Required work:
• A. Turn the paragraph beginning "The glow of the interior" in the post about police ride-alongs into a short bulleted list that keeps its main details.
• B. Write the next part of the post about police ride-alongs, starting after its final sentence.

Source excerpt:
* BEGIN *

Chiara: Enjoy that citizens academy. I did an advanced academy years back. It was great, we got to: Shoot, drive and learned investigative tactics and how to read gang signs, etc.
Theres something so deep about this job to me. I've done enough ride alongs to the point where some officers trust me enough to assist them/ deal with the perpetrators. I am so fortunate - because i've gotten to learn so much not only about the job but as a human being.
When i'm on patrol with these officers, i feel a deep part of me find joy on a level that brings me to tears. This job - I cant explain how much i love it.
I can't describe how it feels, especially at night. At night it's as if you and your best buddies own the streets. Feels like being in what i call "God Mode"
The glow of the interior, the structure and order from the Radio dispatch/laptop, the sound of the V8, i can literally smell something in the air.
The fear - i have not found a job that puts you into terms with your fear like this job. It's such a Surreal moment when your scared. It's so beautiful. I love it. So much pride. so much fear. and the fear smells like salt and sweat you can feel and even smell it.

* END *

Raw records:
* BEGIN *

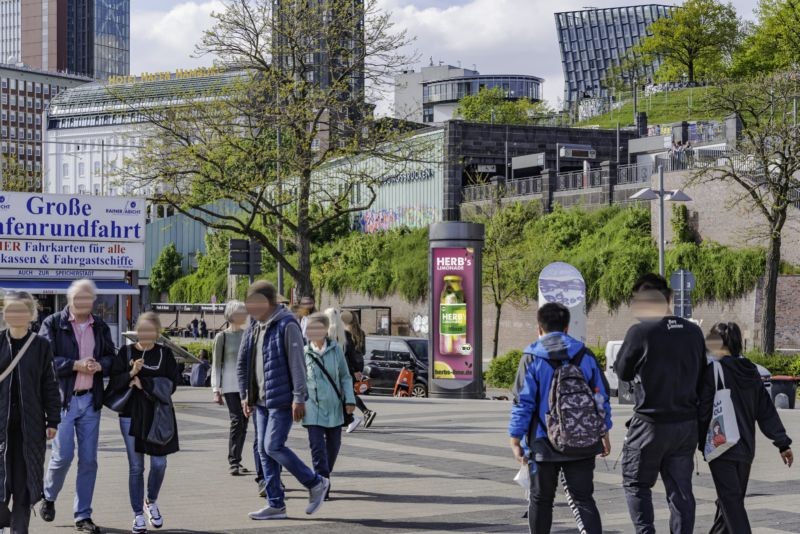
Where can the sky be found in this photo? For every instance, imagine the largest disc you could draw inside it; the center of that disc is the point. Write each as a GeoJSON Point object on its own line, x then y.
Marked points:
{"type": "Point", "coordinates": [496, 36]}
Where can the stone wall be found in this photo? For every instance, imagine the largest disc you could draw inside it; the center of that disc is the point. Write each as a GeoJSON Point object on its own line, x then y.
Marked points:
{"type": "Point", "coordinates": [518, 324]}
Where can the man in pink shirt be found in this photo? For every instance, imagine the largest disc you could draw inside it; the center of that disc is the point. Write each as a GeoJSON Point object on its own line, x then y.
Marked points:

* END *

Written responses:
• A.
- The glow of the interior
- The structure and order from the radio dispatch and laptop
- The sound of the V8
- Something in the air the writer can literally smell

• B.
a surprising percentage of officers, especially city officers die immediatley AFTER retirement because they've used up or tired out all the adrenaline their kidneys can produce and their nerves are just shot. When their bodies no longer get that adrenaline and a abrubt change in lifestyle occurs - they croak.
a large part of me also dislikes this job because it's a baby warriors job in a sense. As hard as you train for command presence and dominance, it's difficult to have the kings overview when your doing so much dirty work. but there is so much to master in this job, so much to learn and grow in, so much to just - evolve in.
It is not a carreer (atleast the patrol aspect) for a grown man, its more for a baby warrior or an adrenaline junky.
One of the reasons being, You cant always be yourself in law enforcement. not in todays age, the days where a cop was a father figure is gone in most cities and communities. (although that is what i strive to be)
ask any officer and they will tell you, the BIGGEST thing you have to learn on this job is how to talk to people. especially any female officer will tell you that.
you have to talk diffrently to diffrent people and it feels like your almost "contracting" yourself out. Persuasion is the simple biggest factor of law enforcement. it's persuasion and speech that gets confessions and disarms dangerous situations with minimal confrontation.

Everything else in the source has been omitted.